[START]

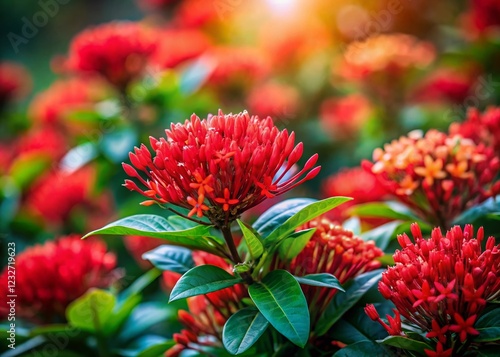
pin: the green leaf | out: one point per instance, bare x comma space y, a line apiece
343, 302
490, 319
170, 258
255, 247
383, 210
302, 216
406, 343
281, 300
278, 214
363, 348
382, 235
325, 280
243, 329
488, 334
202, 279
197, 237
291, 246
91, 311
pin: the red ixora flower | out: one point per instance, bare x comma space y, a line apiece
118, 51
220, 166
437, 175
52, 275
335, 250
207, 313
480, 127
441, 285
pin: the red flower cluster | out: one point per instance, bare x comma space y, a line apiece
335, 250
219, 167
391, 54
355, 182
118, 51
480, 127
445, 85
15, 82
343, 117
54, 105
276, 100
437, 175
207, 313
56, 194
52, 275
176, 46
441, 285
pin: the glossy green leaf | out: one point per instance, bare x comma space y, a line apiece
91, 311
488, 334
341, 303
304, 215
406, 343
363, 348
202, 279
281, 300
197, 237
243, 329
170, 258
383, 210
278, 214
254, 245
382, 235
291, 246
325, 280
490, 319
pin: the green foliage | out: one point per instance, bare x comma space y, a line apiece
280, 299
243, 329
202, 279
170, 258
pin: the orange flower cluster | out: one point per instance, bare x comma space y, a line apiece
52, 275
438, 175
441, 285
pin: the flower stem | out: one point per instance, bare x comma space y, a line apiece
228, 237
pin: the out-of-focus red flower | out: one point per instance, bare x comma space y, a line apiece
480, 127
220, 166
442, 284
335, 250
445, 85
118, 51
175, 46
197, 13
240, 65
137, 246
276, 100
207, 313
15, 82
56, 194
52, 275
438, 175
355, 182
46, 141
63, 97
343, 117
390, 54
482, 16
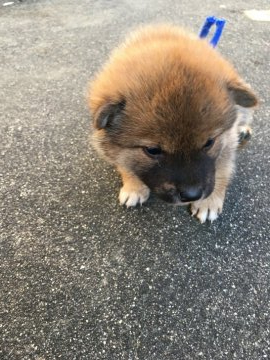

[END]

§ Work to complete:
Pull out every line in the rows above that contains the word "instance" and copy each one in full.

§ Written solution:
pin: the green leaf | out: one point per instance, bare x comma space y, a line apiece
pin: the red ixora flower | out: one point per instance, bare x comma space y, a line apiece
pin: the red flower cluster | out: one point per instance, bare x comma space y, a line apiece
pin: the glossy green leaf | out: one point per instance, bare x comma space y, a line apiece
pin: the green foliage | out: one point per instance, bare x comma space y, a line apiece
pin: the orange flower cluster | out: one point per instance, bare x comma space y, a line apiece
pin: the flower stem | out: one point per instance, bare x comma space y, a line apiece
pin: the out-of-focus red flower | out: one point per instance, bare x comma space y, a line apiece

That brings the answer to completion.